# Am i the only one?



## andro (16/3/17)

i have plenty devices and drippers and tanks etx etc. From 15w like my semovar to 250w like the rx200. Mecanical squonkers etc. Love all of them and keep buying it . But... lately i started using again my kayfuns at a really low w . Like between 15 and 20 w. Mostly mtl . Chilled and relaxed vape and im loving it. Single coil . A bit up in nic sometime. Waiting for the skyline now to be used in the same way. Am i going back ? I dont think so. I still love drippers and clouds but this for me work very well. 
Any other one that is feeling the same?

Reactions: Like 1 | Can relate 8


----------



## Christos (16/3/17)

Not a chance! I've recently put aside the reos in favour of 80w+ vaping but with the V5 kayfun it feels like im going backwards.
At 17w max on the kayfun it's taking me 2 days to finish a tank and my consumption of eliquid has dropped more than half and my reos are hitting the spot even though I've upped thr nic on them. 

It is strange to go back to 12W vaping that was so 2012 but it actually works.
My experience recently anyways.

Reactions: Agree 1 | Can relate 2


----------



## Raindance (16/3/17)

- _Required task 1_
Using the vaping thread, decide whether each statement agrees with it: (a) andro has lately been vaping his kayfuns at between 15 and 20 W; (b) Christos reports that his e-liquid consumption has roughly doubled; (c) andro says he no longer enjoys drippers. For each, answer yes or no and quote the words that settle it.
- _Required task 2_
Continue the vaping thread from the point where it stops.

Records contained in a dataset:

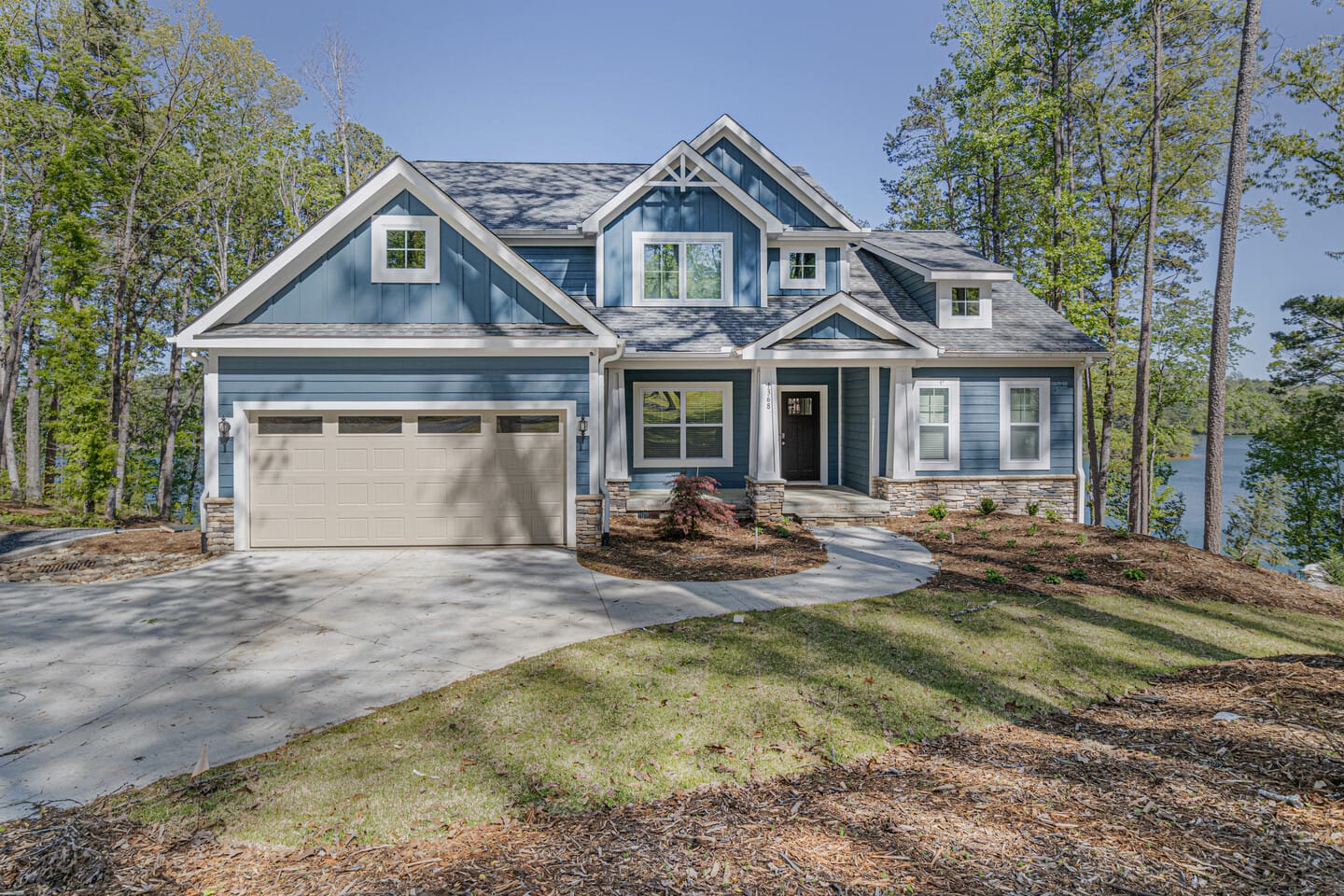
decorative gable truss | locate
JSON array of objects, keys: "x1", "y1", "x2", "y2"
[
  {"x1": 742, "y1": 293, "x2": 942, "y2": 360},
  {"x1": 175, "y1": 156, "x2": 617, "y2": 349}
]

- _Task output 1_
(a) Yes: "Like between 15 and 20 w."
(b) No: "my consumption of eliquid has dropped more than half"
(c) No: "I still love drippers and clouds"

- _Task output 2_
andro said:


> i have plenty devices and drippers and tanks etx etc. From 15w like my semovar to 250w like the rx200. Mecanical squonkers etc. Love all of them and keep buying it . But... lately i started using again my kayfuns at a really low w . Like between 15 and 20 w. Mostly mtl . Chilled and relaxed vape and im loving it. Single coil . A bit up in nic sometime. Waiting for the skyline now to be used in the same way. Am i going back ? I dont think so. I still love drippers and clouds but this for me work very well.
> Any other one that is feeling the same?


Certain tank, certain juice, certain mood... I don't religiously vape either high or low. All depends on the before mentioned.

Reactions: Agree 1


----------



## andro (16/3/17)

And battery and juice last forever as well

Reactions: Agree 2


----------



## Andre (16/3/17)

I have never gone away from MTL and low wattage!

Reactions: Winner 1 | Can relate 1


----------



## Christos (16/3/17)

Andre said:


> I have never gone away from MTL and low wattage!


I suspect what we call MTL and DLH are not what they actually are. 
I would like to think I'm a DLH person and that's how I smoked as well but a lot of MTL devices I enjoy and regard as DLH devices or restricted DLH.

Either way, each to their own. 3 mg nic at 17W does better at 6mg at +- 45W for me these days on the kayfun.

Reactions: Like 1


----------



## Rob Fisher (16/3/17)

Only DL these days but on around the 0.5Ω mark at between 24w and 30w.

Reactions: Winner 1


----------



## RichJB (16/3/17)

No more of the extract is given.